Segmentation mask data
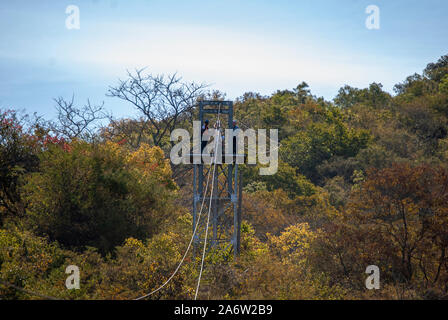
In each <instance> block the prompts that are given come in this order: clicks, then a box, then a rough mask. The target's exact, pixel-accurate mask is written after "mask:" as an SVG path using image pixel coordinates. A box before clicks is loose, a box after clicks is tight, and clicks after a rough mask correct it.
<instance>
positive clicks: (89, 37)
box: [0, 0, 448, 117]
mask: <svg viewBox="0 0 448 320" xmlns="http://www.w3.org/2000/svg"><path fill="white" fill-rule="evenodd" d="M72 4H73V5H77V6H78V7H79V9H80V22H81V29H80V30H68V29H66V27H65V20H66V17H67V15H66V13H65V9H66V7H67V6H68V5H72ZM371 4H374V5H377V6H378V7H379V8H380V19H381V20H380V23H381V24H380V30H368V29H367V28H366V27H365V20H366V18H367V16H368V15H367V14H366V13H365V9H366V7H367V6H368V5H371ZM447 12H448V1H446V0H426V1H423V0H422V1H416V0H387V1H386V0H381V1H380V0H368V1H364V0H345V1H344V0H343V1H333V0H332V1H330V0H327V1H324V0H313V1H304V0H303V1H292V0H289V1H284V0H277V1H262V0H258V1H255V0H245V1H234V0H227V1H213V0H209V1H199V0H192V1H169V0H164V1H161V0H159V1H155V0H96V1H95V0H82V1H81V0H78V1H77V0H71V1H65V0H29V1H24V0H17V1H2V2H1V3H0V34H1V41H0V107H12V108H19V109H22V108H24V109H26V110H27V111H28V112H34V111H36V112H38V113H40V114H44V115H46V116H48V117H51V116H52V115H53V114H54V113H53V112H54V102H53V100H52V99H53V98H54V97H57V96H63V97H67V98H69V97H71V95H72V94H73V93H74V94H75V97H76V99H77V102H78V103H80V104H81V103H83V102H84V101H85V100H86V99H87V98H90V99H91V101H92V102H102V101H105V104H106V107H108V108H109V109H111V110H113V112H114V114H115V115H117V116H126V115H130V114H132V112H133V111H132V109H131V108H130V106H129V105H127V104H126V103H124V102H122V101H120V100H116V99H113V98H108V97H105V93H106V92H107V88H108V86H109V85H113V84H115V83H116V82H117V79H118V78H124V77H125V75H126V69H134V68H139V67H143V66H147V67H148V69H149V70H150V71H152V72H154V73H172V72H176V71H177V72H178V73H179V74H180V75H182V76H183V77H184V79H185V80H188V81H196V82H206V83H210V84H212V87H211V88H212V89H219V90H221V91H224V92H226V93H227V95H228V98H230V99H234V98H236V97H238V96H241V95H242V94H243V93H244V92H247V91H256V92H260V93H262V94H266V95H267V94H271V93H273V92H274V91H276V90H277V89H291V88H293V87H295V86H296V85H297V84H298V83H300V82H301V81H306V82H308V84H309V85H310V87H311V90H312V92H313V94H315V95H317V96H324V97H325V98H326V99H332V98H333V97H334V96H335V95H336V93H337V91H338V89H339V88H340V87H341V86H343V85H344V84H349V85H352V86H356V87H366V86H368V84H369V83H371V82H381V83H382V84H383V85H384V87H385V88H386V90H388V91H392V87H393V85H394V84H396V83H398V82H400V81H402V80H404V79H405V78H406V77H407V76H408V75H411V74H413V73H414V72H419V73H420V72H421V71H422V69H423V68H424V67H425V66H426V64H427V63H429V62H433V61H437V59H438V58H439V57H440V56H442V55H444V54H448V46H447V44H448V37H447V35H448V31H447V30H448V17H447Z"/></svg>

# REQUIRED WORK:
Search the entries above for "clicks". Return every line that has it.

# TASK ANSWER:
In each <instance> block the prompts that are given come in this order: clicks, then a box, then a rough mask. The target's exact, pixel-accurate mask is written after "mask:" as an SVG path using image pixel coordinates. A box before clicks is loose, a box after clicks is tight, and clicks after a rough mask correct it.
positive clicks: (89, 37)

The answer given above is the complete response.